*PROBLEM TO WORK ON*: When you copy the entries, keep every word exactly as it is and drop the images.

RECORD EXCERPTS: Begin

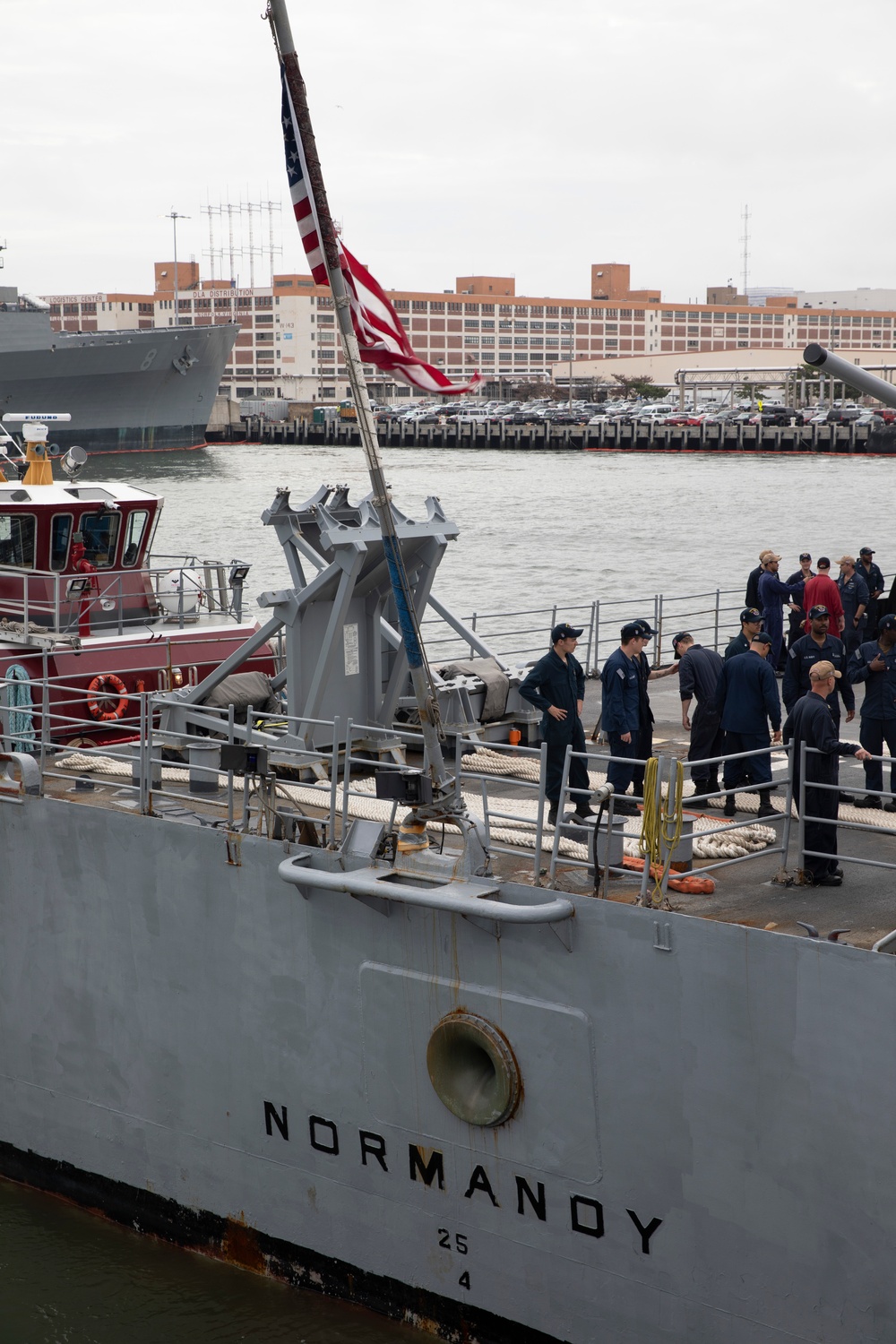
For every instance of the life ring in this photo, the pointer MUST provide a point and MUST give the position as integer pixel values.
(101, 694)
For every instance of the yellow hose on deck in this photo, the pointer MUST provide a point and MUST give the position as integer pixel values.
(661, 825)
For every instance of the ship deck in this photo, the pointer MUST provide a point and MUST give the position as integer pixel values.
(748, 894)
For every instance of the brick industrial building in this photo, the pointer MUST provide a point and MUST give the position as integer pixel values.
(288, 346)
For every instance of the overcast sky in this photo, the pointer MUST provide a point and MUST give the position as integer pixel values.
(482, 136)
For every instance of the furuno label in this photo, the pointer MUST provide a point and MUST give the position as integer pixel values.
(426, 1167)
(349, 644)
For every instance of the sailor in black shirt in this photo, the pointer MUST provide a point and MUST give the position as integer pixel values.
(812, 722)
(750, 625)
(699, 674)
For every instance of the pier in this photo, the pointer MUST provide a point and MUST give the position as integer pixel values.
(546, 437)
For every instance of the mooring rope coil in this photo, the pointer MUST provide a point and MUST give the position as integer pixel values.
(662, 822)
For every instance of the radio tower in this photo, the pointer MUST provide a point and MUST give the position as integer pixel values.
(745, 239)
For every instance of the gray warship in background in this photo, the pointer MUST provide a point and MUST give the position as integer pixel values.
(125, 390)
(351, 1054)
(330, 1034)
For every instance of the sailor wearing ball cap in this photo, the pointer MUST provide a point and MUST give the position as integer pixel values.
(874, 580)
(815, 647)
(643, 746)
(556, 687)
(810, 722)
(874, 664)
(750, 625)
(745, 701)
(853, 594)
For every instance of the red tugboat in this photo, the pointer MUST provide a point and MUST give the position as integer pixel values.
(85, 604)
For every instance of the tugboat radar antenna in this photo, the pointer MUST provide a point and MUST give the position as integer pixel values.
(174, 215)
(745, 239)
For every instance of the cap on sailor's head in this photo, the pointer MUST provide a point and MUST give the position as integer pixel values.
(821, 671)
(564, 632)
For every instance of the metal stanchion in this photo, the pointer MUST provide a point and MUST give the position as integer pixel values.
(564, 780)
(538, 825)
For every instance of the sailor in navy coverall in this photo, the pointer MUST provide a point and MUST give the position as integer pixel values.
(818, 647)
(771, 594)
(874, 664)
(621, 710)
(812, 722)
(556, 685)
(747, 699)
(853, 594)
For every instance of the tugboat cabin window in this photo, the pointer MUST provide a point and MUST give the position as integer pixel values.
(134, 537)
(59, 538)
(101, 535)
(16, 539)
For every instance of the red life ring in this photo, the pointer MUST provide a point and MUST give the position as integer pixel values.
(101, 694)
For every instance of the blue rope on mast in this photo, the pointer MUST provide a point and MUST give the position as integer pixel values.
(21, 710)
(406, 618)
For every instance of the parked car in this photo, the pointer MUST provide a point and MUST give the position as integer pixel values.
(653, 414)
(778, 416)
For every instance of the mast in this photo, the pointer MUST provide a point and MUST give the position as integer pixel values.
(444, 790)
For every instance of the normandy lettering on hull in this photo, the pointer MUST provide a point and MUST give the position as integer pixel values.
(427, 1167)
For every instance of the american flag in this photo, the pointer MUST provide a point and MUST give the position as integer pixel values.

RECORD EXCERPTS: End

*COMPLETED EXERCISE*:
For every instance of the life ring in this photo, the pointer MUST provide a point and MUST give the position as integer pixel values.
(101, 694)
For every instance of the yellow hose on deck in this photo, the pointer MUST provide a point and MUST give the position as integer pixel values.
(661, 825)
For every instance of the ship deck in this photo, the pointer MUST provide a point and MUST give the position as integer pixel values.
(748, 894)
For every instance of the brick industrial building in this photo, the pointer MUST provide a point and MUST give the position as integer pixel values.
(288, 346)
For every instance of the overcast sky in this photo, the pointer MUST provide a point and MUST give the position as integer pixel values.
(482, 136)
For every instance of the furuno label in this photo, the pointer MUST provide a point and MUST give the position as integer pixel values.
(426, 1167)
(349, 644)
For every instance of the sailor in black shirt in this photo, the pointer MUST provide a point and MUST give the position as integer pixel values.
(812, 722)
(750, 625)
(699, 674)
For every instance of the pier in this photo, the pointer MUST provide a point and MUST give the position as integer pixel values.
(546, 437)
For every instance of the mooring rope coil in this photo, the pointer MUST provide a point and MUST give the position as integer pixel values.
(662, 822)
For every instance of the radio tower in this photo, the pointer MUST provide a point and MUST give the position as integer pixel values.
(745, 239)
For every instance of the gray warship in background in this photo, the pointer MUST provide a point and MUST give the position as integer pixel values.
(125, 390)
(351, 1054)
(330, 1034)
For every instance of the sailor wearing ball cap in this photo, the pointer MUST provide a point and MUST give the position as integer pixel values.
(874, 580)
(815, 647)
(643, 746)
(556, 687)
(810, 722)
(874, 664)
(750, 625)
(745, 701)
(853, 594)
For every instance of the red tugboat in this photo, the pointer MUST provide a point and MUST give the position as integer pixel values.
(85, 604)
For every instance of the tugboat radar antenna in this photo, the pointer MUST provide a point and MUST give the position as integer pixel values.
(174, 215)
(745, 239)
For every instance of the cap on sailor's head in this photo, the pointer MUST provide a point and MUST give the position as integer pixel values.
(821, 671)
(564, 632)
For every instance of the metal stanchion in this photo, the pointer MUST provide a point and MUST give the position as integer pixel values.
(564, 780)
(538, 825)
For every instance of the sailor in navy coverall in this photo, the pointer MUST provide a point and MUST give the position as integer pixel values.
(818, 647)
(771, 594)
(874, 664)
(621, 710)
(812, 722)
(556, 685)
(747, 699)
(853, 594)
For every instance of the tugboat cabin window in this photo, the pointer MUST provide a point and MUST give the position as integer pixel values.
(134, 537)
(59, 538)
(101, 535)
(16, 539)
For every instance of the red life ring in this photo, the pointer MUST provide a point and MUST give the position as integer pixel values.
(101, 694)
For every instance of the blue rope on mast in this photo, the pointer MUST provide a point and MUST give the position as integer pixel values.
(21, 710)
(406, 618)
For every instance of the parked car in this photo, the pointer MUST provide a point and MUST give the position as integer pixel values.
(653, 414)
(778, 416)
For every instance of the mast in this photo, the pointer MUST provide a point and MUST give the position as integer pixel values.
(444, 790)
For every instance of the normandy lettering on hull in this photo, the pointer MUST provide a point and MUST give the position as integer pixel values.
(427, 1167)
For every instance of the american flag in this photo, the pointer MUST provide a point and MUST give the position as integer pixel values.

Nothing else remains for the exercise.